--- Material provided ---

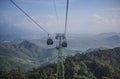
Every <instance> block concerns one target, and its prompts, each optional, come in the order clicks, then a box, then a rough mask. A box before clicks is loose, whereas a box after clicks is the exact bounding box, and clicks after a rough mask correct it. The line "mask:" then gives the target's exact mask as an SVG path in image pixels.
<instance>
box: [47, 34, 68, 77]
mask: <svg viewBox="0 0 120 79" xmlns="http://www.w3.org/2000/svg"><path fill="white" fill-rule="evenodd" d="M55 39H56V40H58V46H57V47H56V49H57V50H58V60H57V77H58V79H65V78H64V55H63V52H62V48H63V47H67V41H66V37H65V34H62V33H58V34H56V37H55ZM52 44H53V41H52V39H51V38H50V37H48V40H47V45H52Z"/></svg>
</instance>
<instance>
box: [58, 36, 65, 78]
mask: <svg viewBox="0 0 120 79" xmlns="http://www.w3.org/2000/svg"><path fill="white" fill-rule="evenodd" d="M56 39H57V40H58V41H59V46H58V62H57V75H58V79H65V78H64V56H63V53H62V40H63V39H64V34H56Z"/></svg>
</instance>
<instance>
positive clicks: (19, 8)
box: [10, 0, 49, 35]
mask: <svg viewBox="0 0 120 79" xmlns="http://www.w3.org/2000/svg"><path fill="white" fill-rule="evenodd" d="M10 2H11V3H13V4H14V5H15V6H16V7H17V8H18V9H19V10H20V11H22V12H23V13H24V14H25V15H26V16H27V17H28V18H29V19H30V20H31V21H32V22H33V23H35V24H36V25H37V26H38V27H40V28H41V29H42V30H43V31H44V32H46V33H47V34H48V35H49V33H48V32H47V31H46V30H45V29H44V28H43V27H42V26H41V25H40V24H38V23H37V22H36V21H35V20H34V19H33V18H32V17H31V16H30V15H28V14H27V13H26V12H25V11H24V10H23V9H22V8H20V7H19V6H18V5H17V4H16V3H15V2H14V1H13V0H10Z"/></svg>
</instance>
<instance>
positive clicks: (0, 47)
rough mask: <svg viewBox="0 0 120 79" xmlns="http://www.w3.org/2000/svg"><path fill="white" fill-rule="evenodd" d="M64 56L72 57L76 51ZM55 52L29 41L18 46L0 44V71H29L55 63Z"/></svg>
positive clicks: (14, 44) (76, 52) (53, 48)
mask: <svg viewBox="0 0 120 79" xmlns="http://www.w3.org/2000/svg"><path fill="white" fill-rule="evenodd" d="M63 51H64V52H65V53H64V55H65V56H68V55H74V54H75V53H77V51H76V52H75V51H72V50H66V49H63ZM56 60H57V50H56V49H55V48H50V49H45V48H42V47H40V46H37V45H36V44H33V43H31V42H29V41H26V40H25V41H23V42H21V43H19V44H8V43H6V44H0V71H5V70H11V69H18V70H31V69H32V68H38V67H39V66H45V65H47V64H49V63H53V62H56Z"/></svg>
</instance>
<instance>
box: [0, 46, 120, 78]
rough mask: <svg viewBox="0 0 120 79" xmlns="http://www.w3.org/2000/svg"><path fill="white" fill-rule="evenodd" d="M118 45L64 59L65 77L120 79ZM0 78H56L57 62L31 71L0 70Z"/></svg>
mask: <svg viewBox="0 0 120 79" xmlns="http://www.w3.org/2000/svg"><path fill="white" fill-rule="evenodd" d="M119 57H120V47H117V48H114V49H106V50H100V49H98V50H94V51H90V52H87V53H81V54H80V53H77V54H76V55H75V56H68V57H67V58H66V59H65V62H64V65H65V79H120V58H119ZM0 79H57V63H51V64H49V65H47V66H43V67H39V68H34V69H33V70H31V71H19V70H16V69H14V70H10V71H1V72H0Z"/></svg>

---

To do »
The records above are to be repeated exactly, with the pictures left out.

Solution »
Every <instance> block concerns one target, and its prompts, each optional, come in the order clicks, then a box, then a rough mask. A box before clicks is loose, whereas a box after clicks is the exact bounding box, and clicks after a rough mask correct it. The line "mask:" then gives the target's exact mask as an SVG path in image pixels.
<instance>
box: [47, 34, 68, 77]
mask: <svg viewBox="0 0 120 79" xmlns="http://www.w3.org/2000/svg"><path fill="white" fill-rule="evenodd" d="M55 39H56V40H58V46H57V47H56V49H57V50H58V60H57V77H58V79H65V78H64V55H63V52H62V48H63V47H67V41H66V37H65V34H62V33H58V34H56V37H55ZM52 44H53V41H52V39H51V38H50V37H48V40H47V45H52Z"/></svg>
</instance>
<instance>
box: [58, 36, 65, 78]
mask: <svg viewBox="0 0 120 79" xmlns="http://www.w3.org/2000/svg"><path fill="white" fill-rule="evenodd" d="M56 39H57V40H58V41H59V46H58V62H57V75H58V79H65V78H64V56H63V53H62V40H63V39H64V34H56Z"/></svg>
</instance>
<instance>
positive clicks: (19, 8)
box: [10, 0, 49, 35]
mask: <svg viewBox="0 0 120 79" xmlns="http://www.w3.org/2000/svg"><path fill="white" fill-rule="evenodd" d="M10 2H11V3H13V4H14V5H15V6H16V7H17V8H18V9H19V10H20V11H22V12H23V13H24V14H25V15H26V16H27V17H28V18H29V19H30V20H31V21H32V22H33V23H35V24H36V25H37V26H38V27H40V28H41V29H42V30H43V31H44V32H46V33H47V34H48V35H49V33H48V32H47V31H46V30H45V29H44V28H43V27H42V26H41V25H40V24H38V23H37V22H36V21H35V20H34V19H33V18H32V17H31V16H30V15H28V14H27V13H26V12H25V11H24V10H23V9H22V8H20V7H19V6H18V5H17V4H16V3H15V2H14V1H13V0H10Z"/></svg>
</instance>
<instance>
positive clicks: (0, 47)
rough mask: <svg viewBox="0 0 120 79" xmlns="http://www.w3.org/2000/svg"><path fill="white" fill-rule="evenodd" d="M64 56L72 57L76 51ZM55 52L29 41L18 46L0 44V71H29L55 63Z"/></svg>
positive clicks: (14, 44) (76, 52) (53, 48)
mask: <svg viewBox="0 0 120 79" xmlns="http://www.w3.org/2000/svg"><path fill="white" fill-rule="evenodd" d="M63 51H64V52H65V53H64V55H65V56H68V55H74V54H75V53H77V51H76V52H75V51H72V50H66V49H63ZM56 60H57V50H56V49H55V48H50V49H45V48H42V47H40V46H37V45H36V44H33V43H31V42H29V41H26V40H25V41H23V42H21V43H19V44H8V43H6V44H0V71H5V70H11V69H18V70H31V69H32V68H38V67H39V66H45V65H47V64H49V63H53V62H56Z"/></svg>
</instance>
<instance>
box: [0, 46, 120, 78]
rough mask: <svg viewBox="0 0 120 79" xmlns="http://www.w3.org/2000/svg"><path fill="white" fill-rule="evenodd" d="M118 45L64 59L65 77L120 79ZM0 78H56L57 62L31 71L0 70Z"/></svg>
mask: <svg viewBox="0 0 120 79" xmlns="http://www.w3.org/2000/svg"><path fill="white" fill-rule="evenodd" d="M119 57H120V47H117V48H114V49H106V50H100V49H98V50H94V51H90V52H87V53H81V54H80V53H77V54H76V55H75V56H68V57H67V58H66V59H65V62H64V65H65V79H120V58H119ZM0 79H57V63H51V64H49V65H47V66H43V67H39V68H34V69H33V70H31V71H19V70H16V69H14V70H10V71H1V72H0Z"/></svg>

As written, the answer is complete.